Work instructions :: Using the entries below, quote exactly the span of lines that begins with the line containing "Labeling tool prompt — Object to detect: sky" and ends with the final line.

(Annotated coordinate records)
-- begin --

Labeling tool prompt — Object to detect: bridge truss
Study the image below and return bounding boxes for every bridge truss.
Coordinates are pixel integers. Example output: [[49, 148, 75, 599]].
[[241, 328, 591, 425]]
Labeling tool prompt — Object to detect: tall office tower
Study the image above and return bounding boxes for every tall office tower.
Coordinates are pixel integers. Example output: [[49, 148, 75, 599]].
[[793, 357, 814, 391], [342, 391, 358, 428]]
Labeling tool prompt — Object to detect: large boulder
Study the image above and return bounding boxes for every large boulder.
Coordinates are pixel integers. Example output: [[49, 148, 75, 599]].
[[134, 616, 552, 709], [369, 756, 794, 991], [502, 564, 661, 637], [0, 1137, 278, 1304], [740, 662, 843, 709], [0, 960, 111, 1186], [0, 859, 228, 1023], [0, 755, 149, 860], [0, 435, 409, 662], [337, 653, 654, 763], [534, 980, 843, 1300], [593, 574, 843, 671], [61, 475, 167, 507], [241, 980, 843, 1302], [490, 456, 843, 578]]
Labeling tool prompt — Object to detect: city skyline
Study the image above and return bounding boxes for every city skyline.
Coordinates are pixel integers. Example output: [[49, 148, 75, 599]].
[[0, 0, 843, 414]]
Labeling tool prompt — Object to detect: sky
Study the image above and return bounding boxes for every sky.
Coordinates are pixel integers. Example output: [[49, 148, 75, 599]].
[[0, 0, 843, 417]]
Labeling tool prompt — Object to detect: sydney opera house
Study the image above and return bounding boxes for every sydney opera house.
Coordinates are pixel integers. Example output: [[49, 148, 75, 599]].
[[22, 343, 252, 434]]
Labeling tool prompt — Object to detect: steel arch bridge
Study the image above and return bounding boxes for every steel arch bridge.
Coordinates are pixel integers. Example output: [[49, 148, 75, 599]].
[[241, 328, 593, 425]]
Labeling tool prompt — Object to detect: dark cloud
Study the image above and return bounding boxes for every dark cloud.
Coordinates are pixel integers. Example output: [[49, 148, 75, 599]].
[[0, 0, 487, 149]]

-- end --

Exercise result ::
Labeling tool prompt — Object to detect: sky
Study the image above and return bounding boxes for every sky.
Coordinates are pixel integers. Example output: [[49, 148, 75, 599]].
[[0, 0, 843, 417]]
Labeling tool prompt — Object to detect: sydney opera house
Study the image above and return bounding boxes for every sydney opera house.
Coordinates are pixel integers. Example output: [[49, 148, 75, 599]].
[[22, 343, 252, 434]]
Labeling tool prompt — Object to detect: steel arch bridge
Study the image above and return bounding boxes for every steel arch bridge.
Coordinates are pixel integers. Example output: [[49, 148, 75, 599]].
[[241, 328, 593, 425]]
Labeling tool prompt — Object to detect: dark cloud
Study the image above and return bounding boxes for every dark cloud.
Coordinates are pixel integers. Example output: [[49, 148, 75, 599]].
[[0, 0, 487, 149]]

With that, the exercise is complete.